QUESTIONS TO ANSWER ::
a. From the energy and kilojoules excerpt, list every factor it names for working out how many kilojoules a person should consume.
b. Carry on the energy and kilojoules excerpt, starting right after its final heading.

PAGE EXCERPT ::
◆ ◆ ◆ ◆
What does it mean by energy? What are kilojoules?

Energy is what we get from food and drink that enables us to do work. The more energy we consume, the more work we should be doing to use it up. Kilojoules (kJ) is the unit of measurement in Australia for energy. It means the same things as calories, and you can convert kilojoules to calories using this conversion: 1 calorie = 4.184 kJ.

How much energy should I be getting each day?

It is recommended that an average adult Australian should consume 8,700kJ per day. However there are lots of factors to be considered when calculating how many kilojoules you should consume, like age, sex, exercise level, body weight and job. The following diagram gives you a good idea of what this looks like, compared to a diet of fatty foods. This website also gives a good idea of what a “typical day” looks like in terms of energy intake. Have a look at this calculator to see what the average amount of kilojoules a day for you would be best. The amount of energy you consume needs to be balanced by the amount of physical activity you do. If you work in an office, it’s more important to be concious of the energy you’re consuming as you are sitting all day. If you’re a labourer or a tradie, you will be burning a lot more energy as you work so you’ll also need to be consuming more energy. To get an idea about how different physical activities burn kilojoules, have a look at this calculator.

What foods have good, high energy?
◆ ◆ ◆ ◆
Region pointing data:
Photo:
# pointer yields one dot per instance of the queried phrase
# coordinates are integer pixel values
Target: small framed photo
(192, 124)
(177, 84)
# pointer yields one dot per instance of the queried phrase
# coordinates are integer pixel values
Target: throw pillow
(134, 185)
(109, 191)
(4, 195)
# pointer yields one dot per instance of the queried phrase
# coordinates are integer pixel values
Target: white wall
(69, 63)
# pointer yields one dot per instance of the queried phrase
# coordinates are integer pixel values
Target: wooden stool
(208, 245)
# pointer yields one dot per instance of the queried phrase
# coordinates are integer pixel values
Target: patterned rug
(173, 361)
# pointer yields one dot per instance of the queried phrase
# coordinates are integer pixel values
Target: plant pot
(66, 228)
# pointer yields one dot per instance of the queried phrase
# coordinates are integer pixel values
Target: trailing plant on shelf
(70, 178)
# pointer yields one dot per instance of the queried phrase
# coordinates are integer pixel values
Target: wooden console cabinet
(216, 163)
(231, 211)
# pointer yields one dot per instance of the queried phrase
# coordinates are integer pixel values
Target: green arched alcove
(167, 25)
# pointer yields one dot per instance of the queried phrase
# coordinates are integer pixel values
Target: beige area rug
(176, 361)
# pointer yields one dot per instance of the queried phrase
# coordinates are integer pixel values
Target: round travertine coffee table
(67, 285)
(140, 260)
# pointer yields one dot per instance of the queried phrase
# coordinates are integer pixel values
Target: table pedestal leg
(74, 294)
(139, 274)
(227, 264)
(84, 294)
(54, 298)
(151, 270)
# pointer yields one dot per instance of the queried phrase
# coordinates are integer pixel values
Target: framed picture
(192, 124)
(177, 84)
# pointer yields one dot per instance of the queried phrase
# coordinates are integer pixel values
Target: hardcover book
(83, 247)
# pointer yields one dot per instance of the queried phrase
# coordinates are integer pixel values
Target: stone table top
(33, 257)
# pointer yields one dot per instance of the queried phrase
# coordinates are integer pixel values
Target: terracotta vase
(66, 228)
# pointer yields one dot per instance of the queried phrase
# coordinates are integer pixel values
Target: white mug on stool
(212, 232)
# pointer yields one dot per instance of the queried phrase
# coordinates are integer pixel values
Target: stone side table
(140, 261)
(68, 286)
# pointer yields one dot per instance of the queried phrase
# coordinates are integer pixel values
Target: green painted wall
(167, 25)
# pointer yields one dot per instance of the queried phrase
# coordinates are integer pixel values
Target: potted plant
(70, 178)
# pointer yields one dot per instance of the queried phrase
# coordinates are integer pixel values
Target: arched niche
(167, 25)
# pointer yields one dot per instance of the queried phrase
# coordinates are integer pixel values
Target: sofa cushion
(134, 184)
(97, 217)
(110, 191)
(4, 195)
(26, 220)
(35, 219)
◆ ◆ ◆ ◆
EXPECTED RESULTS ::
a. Age, sex, exercise level, body weight, job

b.
Different nutrients give different amounts of energy per one gram, here is a brief overview of some:
  • Fat: 37kJ
  • Alcohol: 29kJ
  • Carbohydrates: 16kJ
  • Protein: 17kJ
  • Dietary fibre: 13kJ
  • Water: 0kJ
(from https://www.betterhealth.vic.gov.au/bhcv2/bhcarticles.nsf/pages/Kilojoules_and_calories-explained) It’s important to get the energy you need for your body to function properly, whilst also not getting too much – it’s a fine line! When choosing what food to eat and what meals to prepare, think about natural, low fat food products as they are more likely to contain less unnecessary kilojoules. If you don’t know where to start, have a look online for low kilojoule recipes, there are plenty around! To have a look at a list of foods which are naturally low in kilojoules, have a look at this Woman’s Day article. As a final note, it’s important to remember that kilojoules are just one aspect of a food product. It might be high in energy, but is that because it’s also high in protein? Or because it’s high in carbohydrates? Don’t forget to look past just the one aspect of a food!